EU capitals are negotiating to what extent third-country defence contractors — such as those from the UK, Norway or Turkey — should be allowed to participate in proposed joint-purchase agreements or shared platforms. That fight, mainly between France and the rest, has already delayed EU efforts to pump money into joint procurement initiatives.
France signalled last week that it would be open to non-EU companies accessing about a third of a proposed defence procurement fund, officials told the Financial Times.
“In extremis, such as the need to give Ukraine whatever it needs, it’s fine to buy from outside the EU,” says one French official.
The third main issue is funding. Europe’s Nato allies have ramped up defence spending since 2022 by almost a third, in real terms, to $476bn, according to Nato. As of this June, 23 of Nato’s 32 members also met its target of spending 2 per cent of GDP on defence, more than twice as many as four years ago.
Even so, Mark Rutte, Nato’s secretary-general, has said that Europe “will not get there with the 2 per cent” target. “The more we spend on defence, the more we reduce the risk of future conflict,” Rutte said this month.
Spending more would also give a clear sign of serious intent. But the question is how, given tight budgets, high levels of public debt, and competing priorities such as healthcare and education. The UK’s new government has said it is committed to boosting its defence budget to 2.5 per cent of GDP, although it has not yet said when.
As for the EU, countries such as Italy, Poland and Greece have suggested that the 27 states should underwrite common bonds to finance increased defence expenditure across the bloc. But Germany and the Netherlands oppose this. Another possibility is that Brussels could redirect tens of billions of euros from the bloc’s common budget instead of using it to reduce economic inequality between EU countries.
Trump is not the first US president to complain about freeloading Europeans. John F Kennedy once asked his National Security Council: “Why should we have in Europe supplies adequate to fight for ninety days when the European forces . . . have only enough supplies to fight for two?” But Trump is the first US president to say, as he did in February, that he would “encourage” Russia to attack any Nato member that failed to pay its bills.
“If the Americans made no contribution and the Europeans were not spending three to four per cent of GDP on defence, [Europe would] be running a substantial risk against Russia,” the senior European defence official says.
-=-=-
### Parts of the exercise:
[1] According to the excerpt on European defense, what makes it hard for countries to spend more on defense? Answer in one to three sentences.
[2] Reproduce the excerpt on European defense word for word, starting at "EU capitals are" and ending at "the Financial Times.".
The records below come from a separate source.

### Information shown:
-=-=-
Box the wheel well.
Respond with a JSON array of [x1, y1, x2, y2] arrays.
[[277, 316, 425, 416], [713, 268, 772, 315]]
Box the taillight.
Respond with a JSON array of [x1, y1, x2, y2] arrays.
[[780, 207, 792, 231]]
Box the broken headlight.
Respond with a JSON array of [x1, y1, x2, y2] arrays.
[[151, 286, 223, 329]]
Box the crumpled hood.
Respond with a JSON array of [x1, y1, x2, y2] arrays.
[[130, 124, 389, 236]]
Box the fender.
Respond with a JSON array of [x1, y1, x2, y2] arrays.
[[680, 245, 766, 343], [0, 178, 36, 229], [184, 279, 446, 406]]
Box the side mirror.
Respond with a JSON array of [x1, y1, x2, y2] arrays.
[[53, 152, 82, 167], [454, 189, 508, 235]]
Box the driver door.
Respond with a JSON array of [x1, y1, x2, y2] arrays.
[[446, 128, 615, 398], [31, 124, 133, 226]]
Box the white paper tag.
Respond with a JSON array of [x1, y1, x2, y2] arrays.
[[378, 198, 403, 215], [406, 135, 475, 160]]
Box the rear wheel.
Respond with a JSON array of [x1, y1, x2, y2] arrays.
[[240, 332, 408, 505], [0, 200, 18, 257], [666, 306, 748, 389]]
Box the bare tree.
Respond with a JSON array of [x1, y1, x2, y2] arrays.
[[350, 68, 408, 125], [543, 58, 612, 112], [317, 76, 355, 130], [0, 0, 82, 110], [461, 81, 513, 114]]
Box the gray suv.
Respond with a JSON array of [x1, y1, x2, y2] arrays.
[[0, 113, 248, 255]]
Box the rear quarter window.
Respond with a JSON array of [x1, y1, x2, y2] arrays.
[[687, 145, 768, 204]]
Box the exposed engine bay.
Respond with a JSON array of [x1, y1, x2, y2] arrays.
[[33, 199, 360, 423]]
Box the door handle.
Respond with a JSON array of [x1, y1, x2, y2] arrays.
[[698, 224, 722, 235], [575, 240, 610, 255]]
-=-=-
### Results:
[1] Countries face tight budgets and high levels of public debt. Defense spending also competes with other priorities such as healthcare and education.

[2]
EU capitals are negotiating to what extent third-country defence contractors — such as those from the UK, Norway or Turkey — should be allowed to participate in proposed joint-purchase agreements or shared platforms. That fight, mainly between France and the rest, has already delayed EU efforts to pump money into joint procurement initiatives.
France signalled last week that it would be open to non-EU companies accessing about a third of a proposed defence procurement fund, officials told the Financial Times.